──────── DOCUMENT SECTION
If we had tried *greater than*, then we would have gotten the wrong sign
on the t-statistic and the comparison evaluates to ``False``.

One interesting thing about this way of testing two distributions is that
it's possible to get the following::

    >>> x = N(0, 1)
    >>> y = N(0, 10)
    >>> x<y
    False
    >>> x>y
    False
    >>> x==y
    False
    
The equality comparison operators (== and !=) actually test to see if 
the distributions are identical, thus::
    
    >>> x1==x1
    True

    >>> n1 = N(0, 1)
    >>> n2 = N(0, 1)
    >>> n1==n2  # n1 and n2 are independently sampled, so they are not equal
    False
    
    >>> Z*Z==Z**2  # Both sides have the same root samples, so they are equal
    True

Correlations
------------

By default, the samples try to be as uncorrelated and independent as
possible from any other inputs. However, sometimes inputs to have some
degree of correlation between them. If it is desired to force a set of 
variables to have certain correlations, which is not uncommon in 
real-life situations, this can be done with the ``correlate`` function 
(NOTE: this should be done BEFORE any calculations have taken place in 
order to work properly).

For example, let's look at our original example with inputs ``x1``, ``x2``,
and ``x3``::

    # The correlation coefficients before adjusting
    >>> print correlation_matrix([x1, x2, x3])
────────────────
──────── DATA RECORDS
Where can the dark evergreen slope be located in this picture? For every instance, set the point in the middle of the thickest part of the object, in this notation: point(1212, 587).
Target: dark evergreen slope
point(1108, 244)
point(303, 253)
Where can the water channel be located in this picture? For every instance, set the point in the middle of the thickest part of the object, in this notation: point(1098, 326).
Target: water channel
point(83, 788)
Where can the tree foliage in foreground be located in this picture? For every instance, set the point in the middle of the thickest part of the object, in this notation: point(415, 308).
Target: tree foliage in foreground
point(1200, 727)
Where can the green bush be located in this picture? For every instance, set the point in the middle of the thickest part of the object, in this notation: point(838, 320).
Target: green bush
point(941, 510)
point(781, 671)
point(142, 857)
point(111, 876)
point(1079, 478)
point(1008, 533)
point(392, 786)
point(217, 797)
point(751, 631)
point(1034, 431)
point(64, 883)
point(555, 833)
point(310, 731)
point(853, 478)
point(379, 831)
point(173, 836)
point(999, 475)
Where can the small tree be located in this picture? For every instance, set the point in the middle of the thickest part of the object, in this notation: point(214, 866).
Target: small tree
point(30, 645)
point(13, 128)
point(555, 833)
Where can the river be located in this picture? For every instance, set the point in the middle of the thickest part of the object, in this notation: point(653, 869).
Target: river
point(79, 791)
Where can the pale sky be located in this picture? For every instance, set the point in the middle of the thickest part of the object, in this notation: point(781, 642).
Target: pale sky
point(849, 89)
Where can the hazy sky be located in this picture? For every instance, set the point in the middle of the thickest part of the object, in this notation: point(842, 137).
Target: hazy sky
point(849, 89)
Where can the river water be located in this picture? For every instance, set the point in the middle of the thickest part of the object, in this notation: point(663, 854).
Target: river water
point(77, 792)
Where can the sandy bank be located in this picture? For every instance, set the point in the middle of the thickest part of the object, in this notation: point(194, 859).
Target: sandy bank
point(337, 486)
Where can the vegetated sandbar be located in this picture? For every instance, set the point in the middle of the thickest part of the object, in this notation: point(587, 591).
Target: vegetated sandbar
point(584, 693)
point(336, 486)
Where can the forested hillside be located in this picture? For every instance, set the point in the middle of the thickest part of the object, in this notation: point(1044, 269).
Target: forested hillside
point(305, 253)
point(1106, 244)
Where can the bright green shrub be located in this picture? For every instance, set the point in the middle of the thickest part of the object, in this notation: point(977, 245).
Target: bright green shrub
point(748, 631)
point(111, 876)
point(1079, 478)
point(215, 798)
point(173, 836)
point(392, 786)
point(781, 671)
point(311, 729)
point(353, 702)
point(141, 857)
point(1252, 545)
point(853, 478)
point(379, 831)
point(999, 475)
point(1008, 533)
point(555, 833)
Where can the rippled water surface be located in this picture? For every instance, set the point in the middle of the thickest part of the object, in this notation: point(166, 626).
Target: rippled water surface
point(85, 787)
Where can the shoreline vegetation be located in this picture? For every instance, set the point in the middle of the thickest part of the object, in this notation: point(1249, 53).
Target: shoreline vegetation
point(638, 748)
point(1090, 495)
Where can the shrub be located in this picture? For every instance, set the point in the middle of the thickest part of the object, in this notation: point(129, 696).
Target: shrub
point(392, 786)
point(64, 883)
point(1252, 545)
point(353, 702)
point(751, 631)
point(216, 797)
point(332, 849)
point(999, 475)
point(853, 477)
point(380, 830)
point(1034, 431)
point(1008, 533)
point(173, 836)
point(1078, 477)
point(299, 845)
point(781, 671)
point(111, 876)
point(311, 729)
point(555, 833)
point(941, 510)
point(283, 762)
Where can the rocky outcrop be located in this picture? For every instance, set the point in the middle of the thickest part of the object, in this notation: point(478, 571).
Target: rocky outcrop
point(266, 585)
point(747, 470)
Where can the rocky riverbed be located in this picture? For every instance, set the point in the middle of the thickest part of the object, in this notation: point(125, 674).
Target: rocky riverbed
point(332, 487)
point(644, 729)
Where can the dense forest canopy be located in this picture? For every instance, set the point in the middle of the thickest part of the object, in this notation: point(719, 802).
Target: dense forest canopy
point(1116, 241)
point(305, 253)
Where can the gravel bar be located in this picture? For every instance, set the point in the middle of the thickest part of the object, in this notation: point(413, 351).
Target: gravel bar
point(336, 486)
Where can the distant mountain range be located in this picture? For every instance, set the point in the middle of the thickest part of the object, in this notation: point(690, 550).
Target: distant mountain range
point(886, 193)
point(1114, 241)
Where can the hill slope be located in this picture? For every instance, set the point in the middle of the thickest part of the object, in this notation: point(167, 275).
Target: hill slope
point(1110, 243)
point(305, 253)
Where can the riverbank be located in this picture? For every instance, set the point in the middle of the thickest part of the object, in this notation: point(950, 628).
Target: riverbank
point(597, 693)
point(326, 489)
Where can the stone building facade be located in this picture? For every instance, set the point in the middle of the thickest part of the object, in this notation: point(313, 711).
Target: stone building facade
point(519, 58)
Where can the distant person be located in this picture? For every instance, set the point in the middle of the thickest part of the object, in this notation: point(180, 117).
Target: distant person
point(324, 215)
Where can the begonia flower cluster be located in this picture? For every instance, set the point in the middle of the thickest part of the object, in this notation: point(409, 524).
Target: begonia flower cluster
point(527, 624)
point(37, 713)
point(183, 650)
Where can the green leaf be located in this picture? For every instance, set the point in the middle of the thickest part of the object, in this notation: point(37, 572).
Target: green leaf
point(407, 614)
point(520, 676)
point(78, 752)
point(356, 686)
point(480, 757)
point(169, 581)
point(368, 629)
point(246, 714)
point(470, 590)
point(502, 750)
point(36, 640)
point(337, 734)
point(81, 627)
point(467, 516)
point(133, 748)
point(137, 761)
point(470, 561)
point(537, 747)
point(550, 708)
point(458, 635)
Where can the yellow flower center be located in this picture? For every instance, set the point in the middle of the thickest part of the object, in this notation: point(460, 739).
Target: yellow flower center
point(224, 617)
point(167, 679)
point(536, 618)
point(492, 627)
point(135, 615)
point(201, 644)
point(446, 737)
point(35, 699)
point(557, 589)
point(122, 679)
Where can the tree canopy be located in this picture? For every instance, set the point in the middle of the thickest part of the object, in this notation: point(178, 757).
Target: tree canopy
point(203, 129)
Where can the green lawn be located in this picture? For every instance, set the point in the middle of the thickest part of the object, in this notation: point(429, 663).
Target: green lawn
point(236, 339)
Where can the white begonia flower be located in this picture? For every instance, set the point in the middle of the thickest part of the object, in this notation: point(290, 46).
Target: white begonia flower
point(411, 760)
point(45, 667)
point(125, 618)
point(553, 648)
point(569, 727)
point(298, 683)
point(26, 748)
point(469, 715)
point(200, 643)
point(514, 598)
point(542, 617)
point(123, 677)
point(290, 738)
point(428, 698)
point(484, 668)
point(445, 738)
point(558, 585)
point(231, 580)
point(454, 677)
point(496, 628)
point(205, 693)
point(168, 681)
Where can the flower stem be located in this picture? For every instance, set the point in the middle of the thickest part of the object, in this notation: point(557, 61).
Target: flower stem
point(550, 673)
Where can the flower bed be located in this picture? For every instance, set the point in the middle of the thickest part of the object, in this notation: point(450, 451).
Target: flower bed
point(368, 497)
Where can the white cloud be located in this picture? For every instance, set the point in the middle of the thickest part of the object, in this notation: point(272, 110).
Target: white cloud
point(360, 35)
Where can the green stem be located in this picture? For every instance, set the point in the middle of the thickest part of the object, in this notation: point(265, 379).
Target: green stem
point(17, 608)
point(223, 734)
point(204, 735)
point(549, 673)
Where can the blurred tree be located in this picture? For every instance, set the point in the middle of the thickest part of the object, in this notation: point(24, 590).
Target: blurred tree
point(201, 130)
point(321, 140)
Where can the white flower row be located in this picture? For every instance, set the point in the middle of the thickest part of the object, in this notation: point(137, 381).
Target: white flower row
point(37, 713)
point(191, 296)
────────────────
_WHAT TO WORK ON_
(a) Answer these questions from the distributions excerpt, one per line:
(i) Which comparison operators check whether two distributions are identical?
(ii) According to the code comment, why does n1==n2 evaluate to False?
(iii) At what point should the correlate function be applied for it to work properly?
(b) Carry on with the distributions excerpt, starting right after its final line.
The items have no connection to the distributions excerpt.

_ANSWERS PROVIDED_
(a)
(i) The == and != operators.
(ii) Because n1 and n2 are independently sampled.
(iii) Before any calculations have taken place.

(b)
    [[ 1.          0.00558381  0.01268168]
     [ 0.00558381  1.          0.00250815]
     [ 0.01268168  0.00250815  1.        ]]

You'll notice a few things about the correlation matrix. First, the 
diagonals are all 1.0 (they always are). Second, the matrix is symmetric.
Third, the correlation coefficients in the upper and lower triangular
parts are relatively small. This is how ``mcerp`` is designed. Here is 
what the actual samples looks like in a matrix plot form:

.. image:: https://raw.github.com/tisimst/mcerp/master/before_correlation_matrixplot.png
    :scale: 60%

Now, let's say we desire to impose a -0.75 correlation between ``x1``
and ``x2``. Let's create the desired correlation matrix (note that all 
diagonal elements should be 1.0)::

    # The desired correlation coefficient matrix
    >>> c = np.array([[  1.0, -0.75, 0.0],
    ...               [-0.75,   1.0, 0.0],
    ...               [  0.0,   0.0, 1.0]])

Using the ``mcerp.correlate`` function, we can now apply the desired
correlation coefficients to our samples to try and force the inputs
to be correlated::
    
    # Apply the correlations into the samples (works in-place)
    >>> correlate([x1, x2, x3], c)
    
    # Show the new correlation coefficients
    >>> print correlation_matrix([x1, x2, x3])
    [[  1.00000000e+00  -7.50010477e-01   1.87057576e-03]
     [ -7.50010477e-01   1.00000000e+00   8.53061774e-04]
     [  1.87057576e-03   8.53061774e-04   1.00000000e+00]]
 
The correlation matrix is roughly what we expected within a few percent.
Even the other correlation coefficients are closer to zero than before. If 
any exceptions appear during this operation, it is likely because the
correlation matrix is either not **symmetric**, not **positive-definite**, 
or both.
    
The newly correlated samples will now look something like:

.. image:: https://raw.github.com/tisimst/mcerp/master/after_correlation_matrixplot.png
    :scale: 60%

.. note: This correlation operation doesn't change any of the original sampled
   values, it simply re-organizes them in such a way that they closely
   match the desired correlations.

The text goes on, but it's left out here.